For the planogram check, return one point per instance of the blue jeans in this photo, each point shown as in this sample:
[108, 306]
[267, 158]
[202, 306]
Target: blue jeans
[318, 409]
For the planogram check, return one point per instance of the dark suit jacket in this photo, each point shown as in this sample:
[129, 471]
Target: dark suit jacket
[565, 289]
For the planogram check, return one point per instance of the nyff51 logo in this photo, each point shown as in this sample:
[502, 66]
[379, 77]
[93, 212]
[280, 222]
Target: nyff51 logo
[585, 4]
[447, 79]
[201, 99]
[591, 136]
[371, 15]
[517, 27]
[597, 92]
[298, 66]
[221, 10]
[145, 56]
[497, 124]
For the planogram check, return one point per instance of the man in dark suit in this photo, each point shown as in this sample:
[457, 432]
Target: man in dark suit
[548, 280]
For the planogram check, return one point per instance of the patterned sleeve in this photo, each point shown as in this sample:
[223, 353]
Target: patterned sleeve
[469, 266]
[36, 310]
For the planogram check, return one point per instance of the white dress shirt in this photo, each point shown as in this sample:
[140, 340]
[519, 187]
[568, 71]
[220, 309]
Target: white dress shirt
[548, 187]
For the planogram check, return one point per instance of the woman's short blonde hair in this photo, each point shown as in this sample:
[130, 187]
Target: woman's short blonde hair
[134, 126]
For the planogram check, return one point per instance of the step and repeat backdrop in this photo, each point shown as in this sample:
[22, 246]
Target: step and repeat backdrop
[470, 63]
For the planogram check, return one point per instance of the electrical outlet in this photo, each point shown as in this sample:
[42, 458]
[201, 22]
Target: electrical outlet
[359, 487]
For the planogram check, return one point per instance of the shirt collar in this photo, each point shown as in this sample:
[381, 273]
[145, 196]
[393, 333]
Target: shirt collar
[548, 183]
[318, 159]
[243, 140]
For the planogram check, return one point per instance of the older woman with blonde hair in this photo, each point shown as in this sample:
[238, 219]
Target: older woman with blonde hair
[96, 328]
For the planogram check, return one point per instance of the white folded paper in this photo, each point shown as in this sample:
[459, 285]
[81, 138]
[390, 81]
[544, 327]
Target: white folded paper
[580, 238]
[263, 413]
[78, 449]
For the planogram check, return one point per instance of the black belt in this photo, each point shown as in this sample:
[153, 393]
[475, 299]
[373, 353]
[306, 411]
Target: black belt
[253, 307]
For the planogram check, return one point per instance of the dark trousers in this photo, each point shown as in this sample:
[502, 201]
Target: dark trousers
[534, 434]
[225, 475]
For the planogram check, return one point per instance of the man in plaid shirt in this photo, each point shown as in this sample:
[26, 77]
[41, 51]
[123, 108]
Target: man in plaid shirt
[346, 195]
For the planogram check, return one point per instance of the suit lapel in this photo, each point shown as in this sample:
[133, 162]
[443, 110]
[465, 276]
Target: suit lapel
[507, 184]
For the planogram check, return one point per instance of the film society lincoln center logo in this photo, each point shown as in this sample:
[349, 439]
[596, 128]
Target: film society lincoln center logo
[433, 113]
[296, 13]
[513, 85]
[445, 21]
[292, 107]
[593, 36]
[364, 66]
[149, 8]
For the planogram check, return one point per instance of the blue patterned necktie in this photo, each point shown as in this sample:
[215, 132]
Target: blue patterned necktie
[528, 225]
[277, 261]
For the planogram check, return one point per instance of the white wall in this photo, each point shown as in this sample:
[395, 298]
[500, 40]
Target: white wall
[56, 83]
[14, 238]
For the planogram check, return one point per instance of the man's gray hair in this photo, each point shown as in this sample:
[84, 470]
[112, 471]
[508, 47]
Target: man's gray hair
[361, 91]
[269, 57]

--- --- ---

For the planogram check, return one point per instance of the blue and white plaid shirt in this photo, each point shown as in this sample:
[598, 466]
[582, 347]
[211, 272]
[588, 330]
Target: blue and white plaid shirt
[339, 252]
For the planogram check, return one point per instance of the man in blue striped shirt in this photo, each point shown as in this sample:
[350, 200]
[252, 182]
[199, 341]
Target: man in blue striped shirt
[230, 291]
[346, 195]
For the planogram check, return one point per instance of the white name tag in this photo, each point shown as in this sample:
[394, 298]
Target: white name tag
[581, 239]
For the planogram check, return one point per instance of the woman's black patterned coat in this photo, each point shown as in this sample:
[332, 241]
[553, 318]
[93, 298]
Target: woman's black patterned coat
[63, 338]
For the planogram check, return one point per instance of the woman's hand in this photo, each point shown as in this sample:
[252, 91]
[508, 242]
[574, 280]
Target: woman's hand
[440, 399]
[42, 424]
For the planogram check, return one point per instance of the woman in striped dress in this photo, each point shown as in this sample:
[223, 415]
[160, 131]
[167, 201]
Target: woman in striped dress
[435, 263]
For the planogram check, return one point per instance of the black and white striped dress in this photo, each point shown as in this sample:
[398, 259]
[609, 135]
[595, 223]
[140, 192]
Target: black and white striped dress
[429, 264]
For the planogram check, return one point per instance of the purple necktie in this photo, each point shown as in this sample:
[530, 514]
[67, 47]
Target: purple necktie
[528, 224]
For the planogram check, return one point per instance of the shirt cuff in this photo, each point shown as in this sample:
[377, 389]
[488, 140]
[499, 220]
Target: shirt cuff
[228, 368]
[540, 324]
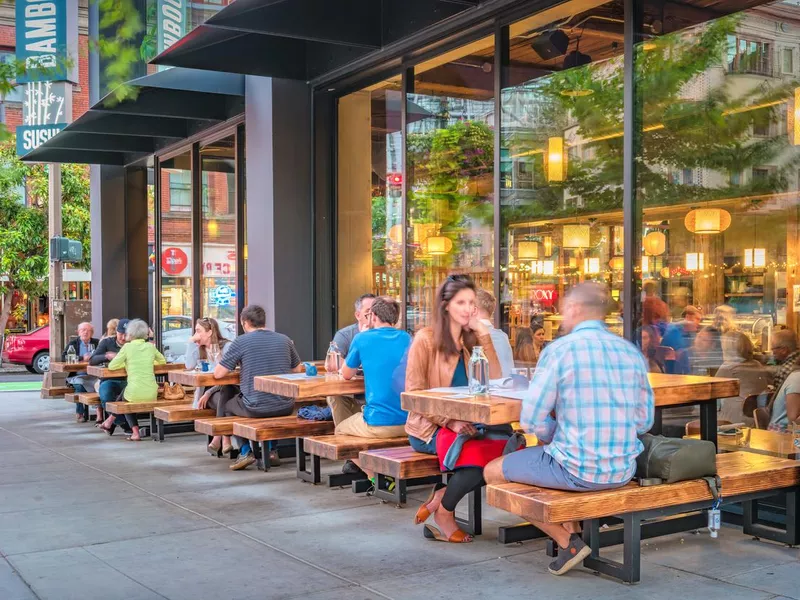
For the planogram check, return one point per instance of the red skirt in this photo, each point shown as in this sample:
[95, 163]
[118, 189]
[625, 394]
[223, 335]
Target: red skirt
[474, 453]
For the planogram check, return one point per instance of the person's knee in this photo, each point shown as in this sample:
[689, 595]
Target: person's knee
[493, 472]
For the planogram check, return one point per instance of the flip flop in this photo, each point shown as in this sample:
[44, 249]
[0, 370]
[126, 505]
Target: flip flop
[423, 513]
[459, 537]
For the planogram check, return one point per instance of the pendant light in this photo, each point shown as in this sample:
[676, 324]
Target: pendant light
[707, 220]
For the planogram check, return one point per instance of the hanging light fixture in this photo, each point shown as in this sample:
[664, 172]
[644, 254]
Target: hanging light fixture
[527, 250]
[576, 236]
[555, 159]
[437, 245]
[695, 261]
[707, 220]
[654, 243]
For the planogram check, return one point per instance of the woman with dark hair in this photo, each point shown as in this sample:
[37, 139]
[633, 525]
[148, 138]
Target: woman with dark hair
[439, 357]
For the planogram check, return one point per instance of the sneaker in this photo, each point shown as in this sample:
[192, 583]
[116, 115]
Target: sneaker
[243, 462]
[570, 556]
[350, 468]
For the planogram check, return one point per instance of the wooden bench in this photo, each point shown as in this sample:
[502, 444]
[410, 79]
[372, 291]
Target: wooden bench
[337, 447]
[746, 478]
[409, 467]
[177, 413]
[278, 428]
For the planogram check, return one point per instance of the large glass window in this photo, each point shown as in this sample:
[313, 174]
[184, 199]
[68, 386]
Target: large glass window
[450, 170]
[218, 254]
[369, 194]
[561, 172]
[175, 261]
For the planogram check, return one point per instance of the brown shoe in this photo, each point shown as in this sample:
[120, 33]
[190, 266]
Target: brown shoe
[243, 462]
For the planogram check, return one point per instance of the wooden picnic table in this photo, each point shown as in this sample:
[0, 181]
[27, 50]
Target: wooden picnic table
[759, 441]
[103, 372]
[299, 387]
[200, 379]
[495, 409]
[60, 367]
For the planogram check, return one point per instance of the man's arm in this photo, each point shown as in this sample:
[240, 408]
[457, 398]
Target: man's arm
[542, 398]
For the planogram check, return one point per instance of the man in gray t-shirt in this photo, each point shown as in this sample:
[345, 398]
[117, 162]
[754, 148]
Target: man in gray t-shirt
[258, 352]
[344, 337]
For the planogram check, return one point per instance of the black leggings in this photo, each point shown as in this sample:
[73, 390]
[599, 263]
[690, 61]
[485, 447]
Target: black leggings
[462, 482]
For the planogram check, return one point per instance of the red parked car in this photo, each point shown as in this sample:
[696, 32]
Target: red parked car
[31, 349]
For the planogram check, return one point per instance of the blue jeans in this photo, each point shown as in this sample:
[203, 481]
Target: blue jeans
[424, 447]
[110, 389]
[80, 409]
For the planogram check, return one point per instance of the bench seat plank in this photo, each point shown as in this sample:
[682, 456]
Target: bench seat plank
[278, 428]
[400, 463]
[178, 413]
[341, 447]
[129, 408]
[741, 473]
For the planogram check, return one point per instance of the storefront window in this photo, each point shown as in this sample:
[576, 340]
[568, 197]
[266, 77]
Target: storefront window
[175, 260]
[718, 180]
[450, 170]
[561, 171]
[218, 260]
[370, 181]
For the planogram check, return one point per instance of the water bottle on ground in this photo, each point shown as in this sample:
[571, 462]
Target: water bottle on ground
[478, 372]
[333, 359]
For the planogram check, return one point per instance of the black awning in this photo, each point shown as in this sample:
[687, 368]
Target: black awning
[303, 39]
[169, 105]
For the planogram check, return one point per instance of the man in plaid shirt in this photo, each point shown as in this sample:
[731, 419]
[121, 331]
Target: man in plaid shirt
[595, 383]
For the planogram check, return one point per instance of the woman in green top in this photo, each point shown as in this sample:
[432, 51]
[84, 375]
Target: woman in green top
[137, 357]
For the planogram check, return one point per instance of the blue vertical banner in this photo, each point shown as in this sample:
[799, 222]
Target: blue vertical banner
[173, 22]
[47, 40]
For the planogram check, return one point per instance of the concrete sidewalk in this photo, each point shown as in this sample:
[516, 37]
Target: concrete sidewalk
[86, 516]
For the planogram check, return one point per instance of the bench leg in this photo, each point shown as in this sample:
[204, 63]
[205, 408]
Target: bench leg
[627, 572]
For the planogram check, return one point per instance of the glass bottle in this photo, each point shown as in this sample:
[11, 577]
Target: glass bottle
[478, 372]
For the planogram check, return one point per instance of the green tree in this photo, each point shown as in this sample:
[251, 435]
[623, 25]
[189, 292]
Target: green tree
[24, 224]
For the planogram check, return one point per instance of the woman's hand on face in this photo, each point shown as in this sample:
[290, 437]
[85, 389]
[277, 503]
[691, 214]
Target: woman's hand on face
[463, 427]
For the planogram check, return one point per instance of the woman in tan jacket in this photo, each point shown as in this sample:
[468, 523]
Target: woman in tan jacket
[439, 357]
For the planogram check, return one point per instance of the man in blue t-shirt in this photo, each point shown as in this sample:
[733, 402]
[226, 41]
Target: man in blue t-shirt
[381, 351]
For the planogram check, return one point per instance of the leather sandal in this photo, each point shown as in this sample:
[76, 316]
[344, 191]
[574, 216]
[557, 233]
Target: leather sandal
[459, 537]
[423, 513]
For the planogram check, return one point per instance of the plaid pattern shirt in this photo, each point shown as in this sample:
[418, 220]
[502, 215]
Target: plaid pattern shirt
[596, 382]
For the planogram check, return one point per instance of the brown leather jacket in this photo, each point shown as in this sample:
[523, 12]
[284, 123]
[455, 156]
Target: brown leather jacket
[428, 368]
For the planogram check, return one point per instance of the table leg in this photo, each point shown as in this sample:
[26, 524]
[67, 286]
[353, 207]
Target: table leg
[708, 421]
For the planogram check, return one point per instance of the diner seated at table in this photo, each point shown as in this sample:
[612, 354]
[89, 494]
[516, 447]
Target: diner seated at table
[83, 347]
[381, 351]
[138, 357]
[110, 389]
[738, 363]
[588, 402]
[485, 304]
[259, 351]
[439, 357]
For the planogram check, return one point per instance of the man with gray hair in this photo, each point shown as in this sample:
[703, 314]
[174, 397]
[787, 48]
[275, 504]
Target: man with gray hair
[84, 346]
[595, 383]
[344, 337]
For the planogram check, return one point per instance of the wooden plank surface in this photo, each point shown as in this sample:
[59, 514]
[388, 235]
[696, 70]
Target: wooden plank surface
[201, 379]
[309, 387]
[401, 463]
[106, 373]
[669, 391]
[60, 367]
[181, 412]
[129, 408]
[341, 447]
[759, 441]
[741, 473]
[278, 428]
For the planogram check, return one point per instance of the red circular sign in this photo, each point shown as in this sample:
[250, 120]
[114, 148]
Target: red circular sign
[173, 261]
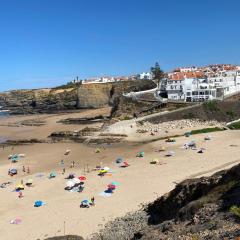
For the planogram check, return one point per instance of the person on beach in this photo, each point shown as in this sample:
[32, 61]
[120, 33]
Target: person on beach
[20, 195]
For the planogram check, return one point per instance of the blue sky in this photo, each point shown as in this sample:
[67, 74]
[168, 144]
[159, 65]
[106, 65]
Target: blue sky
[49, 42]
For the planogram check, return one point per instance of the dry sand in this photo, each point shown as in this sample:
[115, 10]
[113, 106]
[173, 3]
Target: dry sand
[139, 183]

--- --- ---

> _TASK_
List every line in the items above that contains the word "gray", copying each such line in full.

> _FULL SOLUTION_
For the planogram check, return one point per instance of the man's gray hair in this photo, each point shown as in this sample:
Target: man's gray hair
For the planogram check, return one point per instance of the man in gray t-shirt in this photo, each point shown as in this sample:
Target: man in gray t-shirt
For the planogram check, return one point per instance of the man with gray hair in this photo, each point shown as in this sample:
Target: man with gray hair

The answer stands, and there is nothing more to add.